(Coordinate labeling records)
◇ ◇ ◇ ◇

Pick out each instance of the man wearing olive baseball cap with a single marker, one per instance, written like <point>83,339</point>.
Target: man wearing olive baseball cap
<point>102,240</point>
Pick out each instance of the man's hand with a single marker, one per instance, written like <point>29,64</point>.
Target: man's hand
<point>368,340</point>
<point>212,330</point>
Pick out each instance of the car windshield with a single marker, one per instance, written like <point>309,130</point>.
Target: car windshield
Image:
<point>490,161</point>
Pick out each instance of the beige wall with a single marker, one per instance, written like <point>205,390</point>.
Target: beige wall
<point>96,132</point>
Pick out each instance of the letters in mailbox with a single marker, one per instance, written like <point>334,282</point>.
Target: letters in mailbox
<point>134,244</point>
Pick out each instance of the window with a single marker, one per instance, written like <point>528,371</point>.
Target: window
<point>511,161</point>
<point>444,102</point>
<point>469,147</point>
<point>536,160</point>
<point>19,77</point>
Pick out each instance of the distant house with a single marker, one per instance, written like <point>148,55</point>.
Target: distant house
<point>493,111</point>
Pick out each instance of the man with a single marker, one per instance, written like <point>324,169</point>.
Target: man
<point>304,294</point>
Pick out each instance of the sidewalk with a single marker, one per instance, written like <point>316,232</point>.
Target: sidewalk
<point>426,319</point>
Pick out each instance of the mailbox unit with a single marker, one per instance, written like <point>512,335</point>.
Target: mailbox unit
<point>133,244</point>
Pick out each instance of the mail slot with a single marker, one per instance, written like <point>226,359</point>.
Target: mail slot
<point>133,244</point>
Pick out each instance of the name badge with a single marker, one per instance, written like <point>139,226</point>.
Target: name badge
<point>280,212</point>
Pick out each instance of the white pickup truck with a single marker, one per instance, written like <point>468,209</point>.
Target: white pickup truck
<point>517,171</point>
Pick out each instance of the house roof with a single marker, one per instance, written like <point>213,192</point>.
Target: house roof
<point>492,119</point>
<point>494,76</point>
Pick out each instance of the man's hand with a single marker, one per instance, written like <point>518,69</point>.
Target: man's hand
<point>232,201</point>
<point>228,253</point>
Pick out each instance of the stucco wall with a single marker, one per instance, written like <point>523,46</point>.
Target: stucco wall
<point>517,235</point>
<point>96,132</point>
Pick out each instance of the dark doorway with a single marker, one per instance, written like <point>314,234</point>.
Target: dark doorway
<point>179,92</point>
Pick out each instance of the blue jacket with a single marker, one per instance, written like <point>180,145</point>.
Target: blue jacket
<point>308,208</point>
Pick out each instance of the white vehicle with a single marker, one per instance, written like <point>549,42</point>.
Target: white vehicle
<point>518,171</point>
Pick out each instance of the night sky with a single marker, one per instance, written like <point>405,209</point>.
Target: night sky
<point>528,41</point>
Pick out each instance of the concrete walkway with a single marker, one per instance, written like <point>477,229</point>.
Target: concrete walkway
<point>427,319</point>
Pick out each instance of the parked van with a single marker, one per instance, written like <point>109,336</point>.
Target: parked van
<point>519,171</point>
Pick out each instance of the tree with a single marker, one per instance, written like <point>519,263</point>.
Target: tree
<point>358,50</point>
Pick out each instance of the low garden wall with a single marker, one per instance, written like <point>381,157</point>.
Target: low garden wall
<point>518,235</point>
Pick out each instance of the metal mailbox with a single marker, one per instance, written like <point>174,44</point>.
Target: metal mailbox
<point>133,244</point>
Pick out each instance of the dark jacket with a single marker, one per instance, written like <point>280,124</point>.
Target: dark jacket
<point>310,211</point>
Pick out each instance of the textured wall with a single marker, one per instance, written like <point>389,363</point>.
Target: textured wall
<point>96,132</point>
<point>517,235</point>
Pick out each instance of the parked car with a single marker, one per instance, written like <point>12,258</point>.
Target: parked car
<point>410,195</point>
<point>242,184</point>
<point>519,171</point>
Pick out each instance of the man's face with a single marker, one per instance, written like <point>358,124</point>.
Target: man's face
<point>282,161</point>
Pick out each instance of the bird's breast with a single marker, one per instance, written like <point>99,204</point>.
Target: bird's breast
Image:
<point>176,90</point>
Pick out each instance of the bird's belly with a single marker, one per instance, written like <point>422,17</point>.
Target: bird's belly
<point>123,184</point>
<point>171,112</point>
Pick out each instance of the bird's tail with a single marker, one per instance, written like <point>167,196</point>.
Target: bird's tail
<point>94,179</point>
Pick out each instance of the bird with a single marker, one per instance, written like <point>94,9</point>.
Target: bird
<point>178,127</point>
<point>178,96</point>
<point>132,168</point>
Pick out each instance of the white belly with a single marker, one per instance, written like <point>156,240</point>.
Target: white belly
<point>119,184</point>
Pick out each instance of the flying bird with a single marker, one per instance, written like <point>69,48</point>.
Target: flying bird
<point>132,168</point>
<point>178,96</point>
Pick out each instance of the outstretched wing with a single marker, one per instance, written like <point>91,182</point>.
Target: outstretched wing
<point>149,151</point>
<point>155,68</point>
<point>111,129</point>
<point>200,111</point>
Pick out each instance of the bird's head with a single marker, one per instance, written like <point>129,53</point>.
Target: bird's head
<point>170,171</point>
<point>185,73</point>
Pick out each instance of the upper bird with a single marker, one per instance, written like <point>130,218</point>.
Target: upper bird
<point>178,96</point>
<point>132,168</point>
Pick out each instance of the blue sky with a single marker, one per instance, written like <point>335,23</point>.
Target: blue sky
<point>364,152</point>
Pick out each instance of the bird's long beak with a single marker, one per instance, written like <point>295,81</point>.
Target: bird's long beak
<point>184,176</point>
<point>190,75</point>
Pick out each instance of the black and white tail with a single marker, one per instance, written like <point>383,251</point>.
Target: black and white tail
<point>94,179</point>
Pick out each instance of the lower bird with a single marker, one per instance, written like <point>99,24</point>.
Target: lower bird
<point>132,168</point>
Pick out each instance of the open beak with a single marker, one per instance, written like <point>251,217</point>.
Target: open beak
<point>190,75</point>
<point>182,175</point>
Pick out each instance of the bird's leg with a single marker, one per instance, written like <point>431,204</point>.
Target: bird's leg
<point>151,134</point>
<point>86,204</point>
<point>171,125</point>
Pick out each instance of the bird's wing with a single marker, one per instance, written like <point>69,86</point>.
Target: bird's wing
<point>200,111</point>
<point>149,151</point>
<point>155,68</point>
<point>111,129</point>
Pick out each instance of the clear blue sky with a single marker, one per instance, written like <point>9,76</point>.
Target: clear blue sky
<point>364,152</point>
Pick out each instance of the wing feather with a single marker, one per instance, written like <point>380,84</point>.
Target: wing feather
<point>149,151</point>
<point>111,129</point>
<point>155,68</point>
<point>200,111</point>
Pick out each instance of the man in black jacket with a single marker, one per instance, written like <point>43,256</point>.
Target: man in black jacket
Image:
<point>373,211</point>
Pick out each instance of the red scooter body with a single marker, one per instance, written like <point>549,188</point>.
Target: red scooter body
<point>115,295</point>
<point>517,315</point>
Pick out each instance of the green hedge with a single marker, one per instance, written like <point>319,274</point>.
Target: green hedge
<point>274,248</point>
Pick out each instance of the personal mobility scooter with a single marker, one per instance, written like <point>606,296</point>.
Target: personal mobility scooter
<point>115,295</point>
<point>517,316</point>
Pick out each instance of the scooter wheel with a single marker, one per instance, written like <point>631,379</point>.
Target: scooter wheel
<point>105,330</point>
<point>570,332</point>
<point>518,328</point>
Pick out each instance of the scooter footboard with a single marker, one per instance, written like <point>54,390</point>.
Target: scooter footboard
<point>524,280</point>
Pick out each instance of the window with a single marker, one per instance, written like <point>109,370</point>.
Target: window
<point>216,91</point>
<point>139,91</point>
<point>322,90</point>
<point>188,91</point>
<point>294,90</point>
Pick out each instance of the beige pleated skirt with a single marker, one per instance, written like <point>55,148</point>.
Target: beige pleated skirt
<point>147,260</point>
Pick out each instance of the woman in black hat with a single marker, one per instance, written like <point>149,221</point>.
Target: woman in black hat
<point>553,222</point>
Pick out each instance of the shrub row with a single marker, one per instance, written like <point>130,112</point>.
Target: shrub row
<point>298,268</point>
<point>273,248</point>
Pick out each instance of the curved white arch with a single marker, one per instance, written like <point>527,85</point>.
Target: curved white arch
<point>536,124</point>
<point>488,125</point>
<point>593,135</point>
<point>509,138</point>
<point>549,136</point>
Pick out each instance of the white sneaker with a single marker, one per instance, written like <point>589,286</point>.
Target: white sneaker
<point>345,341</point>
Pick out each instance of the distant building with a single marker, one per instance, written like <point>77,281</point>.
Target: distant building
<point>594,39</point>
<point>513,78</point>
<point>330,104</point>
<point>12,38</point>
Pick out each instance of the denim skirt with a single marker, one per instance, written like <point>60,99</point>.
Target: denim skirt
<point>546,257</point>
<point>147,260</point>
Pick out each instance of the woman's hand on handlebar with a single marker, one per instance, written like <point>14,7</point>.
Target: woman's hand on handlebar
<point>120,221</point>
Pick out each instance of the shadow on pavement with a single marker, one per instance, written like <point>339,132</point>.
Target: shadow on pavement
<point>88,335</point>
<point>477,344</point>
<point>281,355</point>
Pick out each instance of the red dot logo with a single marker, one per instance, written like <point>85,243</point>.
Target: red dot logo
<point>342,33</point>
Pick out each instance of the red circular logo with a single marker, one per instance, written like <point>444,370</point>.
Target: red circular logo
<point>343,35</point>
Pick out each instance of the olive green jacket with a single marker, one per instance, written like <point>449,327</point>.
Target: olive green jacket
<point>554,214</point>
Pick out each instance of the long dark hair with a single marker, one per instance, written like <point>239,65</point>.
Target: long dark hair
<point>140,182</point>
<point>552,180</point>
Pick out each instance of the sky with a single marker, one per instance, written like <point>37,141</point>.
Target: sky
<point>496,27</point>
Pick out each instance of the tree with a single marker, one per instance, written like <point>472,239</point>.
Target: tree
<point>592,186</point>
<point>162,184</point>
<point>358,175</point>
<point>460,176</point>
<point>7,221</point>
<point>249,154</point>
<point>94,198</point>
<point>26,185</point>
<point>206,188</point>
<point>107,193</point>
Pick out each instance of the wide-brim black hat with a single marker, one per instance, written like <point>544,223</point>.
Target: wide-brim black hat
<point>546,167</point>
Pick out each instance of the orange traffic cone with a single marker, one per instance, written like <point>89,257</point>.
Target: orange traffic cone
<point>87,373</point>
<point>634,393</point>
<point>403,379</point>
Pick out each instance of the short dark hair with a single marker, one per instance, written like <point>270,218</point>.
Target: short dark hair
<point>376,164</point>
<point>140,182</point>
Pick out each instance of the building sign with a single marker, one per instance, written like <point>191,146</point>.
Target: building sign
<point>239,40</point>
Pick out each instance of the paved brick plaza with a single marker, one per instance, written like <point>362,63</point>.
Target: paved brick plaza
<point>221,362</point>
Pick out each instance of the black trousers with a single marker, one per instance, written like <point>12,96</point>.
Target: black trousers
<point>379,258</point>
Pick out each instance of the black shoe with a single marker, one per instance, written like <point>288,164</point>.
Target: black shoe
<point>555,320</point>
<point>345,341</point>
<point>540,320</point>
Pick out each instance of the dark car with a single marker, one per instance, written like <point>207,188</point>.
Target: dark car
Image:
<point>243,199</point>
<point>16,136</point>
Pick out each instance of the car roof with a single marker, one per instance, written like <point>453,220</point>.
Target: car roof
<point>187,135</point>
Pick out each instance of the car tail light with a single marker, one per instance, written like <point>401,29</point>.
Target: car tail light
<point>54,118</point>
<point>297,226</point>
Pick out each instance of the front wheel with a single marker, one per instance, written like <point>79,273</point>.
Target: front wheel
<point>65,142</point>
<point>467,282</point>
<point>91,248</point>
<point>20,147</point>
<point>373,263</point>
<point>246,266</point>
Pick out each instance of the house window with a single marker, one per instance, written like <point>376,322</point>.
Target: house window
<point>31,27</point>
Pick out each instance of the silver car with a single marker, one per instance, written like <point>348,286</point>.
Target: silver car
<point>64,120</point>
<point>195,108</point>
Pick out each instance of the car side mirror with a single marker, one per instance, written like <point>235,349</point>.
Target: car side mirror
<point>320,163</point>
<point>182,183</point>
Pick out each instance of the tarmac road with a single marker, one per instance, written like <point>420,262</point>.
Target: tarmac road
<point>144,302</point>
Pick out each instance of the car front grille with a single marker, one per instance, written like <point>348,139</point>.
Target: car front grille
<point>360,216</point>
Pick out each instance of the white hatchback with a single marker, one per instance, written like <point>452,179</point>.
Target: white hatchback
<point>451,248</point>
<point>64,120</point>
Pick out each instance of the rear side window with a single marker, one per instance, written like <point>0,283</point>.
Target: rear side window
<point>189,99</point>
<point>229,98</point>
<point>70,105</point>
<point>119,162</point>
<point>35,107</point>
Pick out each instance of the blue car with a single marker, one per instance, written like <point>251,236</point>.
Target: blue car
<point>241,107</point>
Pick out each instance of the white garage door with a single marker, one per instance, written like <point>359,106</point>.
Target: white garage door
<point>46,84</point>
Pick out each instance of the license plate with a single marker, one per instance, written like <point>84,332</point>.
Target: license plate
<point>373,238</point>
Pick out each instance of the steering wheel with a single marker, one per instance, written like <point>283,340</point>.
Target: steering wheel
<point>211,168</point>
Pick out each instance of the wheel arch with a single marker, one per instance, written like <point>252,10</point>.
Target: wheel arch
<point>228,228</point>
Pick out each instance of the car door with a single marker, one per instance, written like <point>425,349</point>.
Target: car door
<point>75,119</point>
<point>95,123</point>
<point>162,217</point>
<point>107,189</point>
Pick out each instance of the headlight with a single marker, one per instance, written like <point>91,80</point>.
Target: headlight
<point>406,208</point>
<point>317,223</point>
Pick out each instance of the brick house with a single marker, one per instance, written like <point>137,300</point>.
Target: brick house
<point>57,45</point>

◇ ◇ ◇ ◇

== Your objective ==
Express the lines from the line with "Pick out each instance of the curved" to the line with "<point>120,221</point>" as a two-column CSV with the columns text and answer. Give one row for each passage that begins with "Pick out", with its text and its answer each in a single quoted field and line breaks replaced by spaces.

== Reply to the exercise ==
text,answer
"Pick out each instance of the curved white arch with a single marker, one per instance, written like <point>527,85</point>. Target: curved white arch","<point>536,124</point> <point>488,125</point> <point>593,135</point> <point>509,138</point> <point>549,136</point>"
"Pick out each instance of the white sneaker with a single marker, one per instance, written like <point>589,286</point>. Target: white sneaker","<point>345,341</point>"
"Pick out each instance of the distant building with a single marker, one per instance, written like <point>77,281</point>. Target: distant building","<point>594,39</point> <point>513,78</point> <point>330,104</point> <point>12,38</point>"
"Pick out each instance of the denim skirt with a single marker, one per instance, written like <point>60,99</point>. Target: denim skirt","<point>546,257</point> <point>147,260</point>"
"Pick out each instance of the woman's hand on handlebar with a single marker, one per instance, written like <point>14,7</point>. Target: woman's hand on handlebar","<point>120,221</point>"